▸ EXCERPT TO READ:
····················

A former Jewel grocery store bagger Vietnam serviceman and American Arab activist remembers Muhammad Ali and what he meant to his life
By Ray Hanania
Other than my family and parents, no one had more of an impact on my life than Muhammad Ali.
Ali was already a celebrity and an up-and-coming heavyweight champion when I met him in 1968. I was working as a bagger at Jewel at 87th and Stony Island back when Chicago was racially divided and Whites and Blacks lived apart, with great animosity.
Ali would come to the Jewel in a brand new Lincoln Mark II and accompanied by a bodyguard, whose sister happened to be a friend of my mother – both were from Palestine.
Racial tensions forced many people to flee Chicago’s violence and resettle in the suburbs. That violence in Chicago continues. I’m still shocked that as many as 69 people were injured or killed in gun related violence over the Memorial Day weekend. That’s scary.
Ali would always single me out at the Jewel and have me carry his bags. I was the darkest employee at the store back then, being Middle Eastern. And that was great because he would tip me $1. And $1 would go a long way in 1968.
That was a tough period in American and Chicago history. The 1960s was consumed with the Vietnam War, racial tensions and even threats of Middle East terrorism. American Arabs like me were targeted by the government. Most Hollywood movies portrayed all Arabs as villains and killers and it was tough as a kid to go to a movie and see that all the terrorist movie characters looked like my uncles and cousins.
Although Ali refused to serve during the Vietnam War, I enlisted a few years later and served until the war ended. Despite being honorably discharged from military service, the FBI launched an intensive campaign investigating me for two full years.
Maybe because in 1976 I had the opportunity to write about the visit of a wealthy Sheik from Sharjah, a desert kingdom in the United Arab Emirates, Sultan Bin Mohammed al-Qasimi, to Chicago’s Southwest Side.
Sheik al-Qasimi visited a storefront mosque at 48th and Ashland Avenue. Chicago aldermen embraced a policy to prevent Muslims from opening mosques in Chicago, at the time, with the exception of mosques run by the Nation of Islam.

····················

▸ ENTRIES:
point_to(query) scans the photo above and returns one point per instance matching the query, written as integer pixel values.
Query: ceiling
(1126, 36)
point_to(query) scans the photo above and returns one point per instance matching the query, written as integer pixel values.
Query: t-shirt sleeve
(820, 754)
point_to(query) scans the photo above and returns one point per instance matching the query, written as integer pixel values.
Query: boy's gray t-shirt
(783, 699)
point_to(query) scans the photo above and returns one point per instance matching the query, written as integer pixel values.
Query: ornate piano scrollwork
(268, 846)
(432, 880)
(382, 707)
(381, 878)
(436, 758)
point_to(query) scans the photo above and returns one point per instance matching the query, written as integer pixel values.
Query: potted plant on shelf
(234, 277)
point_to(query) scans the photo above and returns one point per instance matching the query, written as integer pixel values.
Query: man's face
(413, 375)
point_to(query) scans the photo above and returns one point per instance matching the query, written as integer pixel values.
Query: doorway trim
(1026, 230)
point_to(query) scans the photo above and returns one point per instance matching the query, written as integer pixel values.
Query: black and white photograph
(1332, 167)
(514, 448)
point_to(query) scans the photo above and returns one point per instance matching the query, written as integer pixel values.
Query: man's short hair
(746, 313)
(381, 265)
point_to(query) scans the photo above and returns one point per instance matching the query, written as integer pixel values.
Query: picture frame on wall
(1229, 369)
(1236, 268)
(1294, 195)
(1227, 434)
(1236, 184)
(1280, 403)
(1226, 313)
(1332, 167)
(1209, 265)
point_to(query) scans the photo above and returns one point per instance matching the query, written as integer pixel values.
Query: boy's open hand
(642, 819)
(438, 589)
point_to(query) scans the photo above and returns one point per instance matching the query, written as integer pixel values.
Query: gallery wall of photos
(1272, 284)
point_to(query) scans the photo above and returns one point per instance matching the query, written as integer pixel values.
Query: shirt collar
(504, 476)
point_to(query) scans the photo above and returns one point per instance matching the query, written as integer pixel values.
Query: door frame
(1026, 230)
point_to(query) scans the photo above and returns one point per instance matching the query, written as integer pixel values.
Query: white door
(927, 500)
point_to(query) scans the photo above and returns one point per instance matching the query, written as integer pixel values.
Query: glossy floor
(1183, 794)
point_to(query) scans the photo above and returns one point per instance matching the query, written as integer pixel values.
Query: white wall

····················

▸ TASKS:
a. In the essay about Muhammad Ali, at what intersection was the Jewel store where the writer worked as a bagger?
b. Pick up the essay about Muhammad Ali after its last sentence and continue it.
The rows were drawn from a different source than the essay.

▸ SET OF ANSWERS:
a. 87th and Stony Island.

b.
Ali was at Midway Airport at Butler Terminal when al-Qasimi arrived and I was able to get his photograph. Ali converted to Islam after defeating Sonny Liston in 1964 and was very involved with the Nation of Islam. He traveled to the Middle East in 1974 and expressed support for the Palestinians.
Every Arab family would stop what they were doing and tune in to the radio whenever sportscaster Howard Cosell would call each of Ali’s big championship heavyweight bouts.
Even though my family is Christian Arab, we were so proud of Ali, a Muslim, for his success. People were afraid back then to standup for the rights of Palestinians and Arabs. But he wasn’t.
By the way, the FBI report asserted on the first of 40 pages that I was “suspected” of “terrorist activities” but concluded after two years and hundreds of thousands of wasted tax dollars that I was just an American proud of my Arab heritage who wanted to help his community.
That inspired me to write my humor book, “I’m Glad I Look Like a Terrorist: Growing up Arab in America,” which shared with readers, in a humorous way, what it was like growing up Arab in this country.
Ali didn’t need me to explain what I was going through. He went through it as an African American. He wasn’t afraid to challenge the establishment and speak out against injustice.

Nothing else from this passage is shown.